**Activity**
Would you output all the lines below precisely as they stand, leaving each picture out?

**Data**
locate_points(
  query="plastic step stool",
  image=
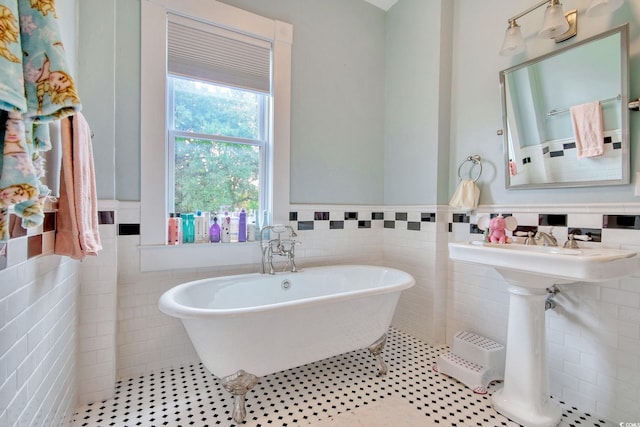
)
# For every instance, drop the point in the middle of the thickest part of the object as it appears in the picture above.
(475, 361)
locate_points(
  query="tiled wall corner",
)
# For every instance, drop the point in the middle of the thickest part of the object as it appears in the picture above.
(38, 306)
(97, 313)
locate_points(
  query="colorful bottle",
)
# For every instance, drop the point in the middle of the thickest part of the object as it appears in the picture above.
(242, 226)
(180, 227)
(214, 231)
(205, 226)
(173, 235)
(225, 228)
(199, 227)
(234, 227)
(188, 229)
(251, 227)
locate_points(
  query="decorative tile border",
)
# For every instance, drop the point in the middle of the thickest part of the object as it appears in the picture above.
(25, 244)
(400, 221)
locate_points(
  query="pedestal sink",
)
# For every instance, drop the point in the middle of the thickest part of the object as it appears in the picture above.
(530, 270)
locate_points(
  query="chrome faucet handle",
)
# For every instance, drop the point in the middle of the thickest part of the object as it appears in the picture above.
(571, 243)
(529, 240)
(548, 238)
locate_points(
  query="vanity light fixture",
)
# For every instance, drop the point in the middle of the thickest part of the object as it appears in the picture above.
(556, 25)
(603, 7)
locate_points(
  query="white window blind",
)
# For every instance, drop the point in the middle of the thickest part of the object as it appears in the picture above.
(199, 50)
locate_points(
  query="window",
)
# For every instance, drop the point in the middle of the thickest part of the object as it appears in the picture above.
(217, 147)
(178, 159)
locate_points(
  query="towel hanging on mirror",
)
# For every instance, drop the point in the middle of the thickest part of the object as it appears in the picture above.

**Output for this exercise**
locate_points(
  query="plastic step stool",
  image=
)
# For every instance, drop the point in the middle of the thickest part of the object as it appears in the picture above.
(475, 361)
locate_points(
  query="tiled wall corner",
)
# For every instance, drop the point in the middle of the thickest part of the object as it appears in the picture above.
(38, 306)
(97, 313)
locate_points(
  query="colorful bottle",
)
# For every instance, drop the point in the middle of the thickest part of the object as it appears in the picture above.
(242, 226)
(180, 227)
(214, 231)
(205, 226)
(173, 235)
(225, 228)
(199, 227)
(234, 227)
(188, 229)
(251, 227)
locate_points(
  query="decorative tile border",
)
# For every instance, drop the point in the middle of the thickest part of the object as it appears in the picture above.
(25, 244)
(400, 221)
locate_points(
  query="pedestal sink",
)
# For every instance, drop the point in the middle of the thickest part of the object as it appears in the picture above.
(530, 270)
locate_points(
  query="chrome faucet handle",
)
# For every instance, drop the point in the middle of the thickest part of the object as it appears in the picture above.
(571, 243)
(529, 240)
(548, 238)
locate_points(
  query="vanity light fixture",
)
# For every instance, drop the point in the middle of the thickest part of the object as it appears in the picture above.
(556, 25)
(603, 7)
locate_points(
  query="white window blind",
)
# For every instance, drop the point in the middle of the thickest part of the object as it appears in the picture above.
(199, 50)
locate_points(
  query="window",
)
# For every instance, drop the point in the middle of the thickest part of the object as it appears in the picture above.
(217, 147)
(178, 159)
locate_points(
  query="towel hanging on mirror",
)
# For every instance, drop the point in the middle of the thickest part of the object as it appears in the picture above.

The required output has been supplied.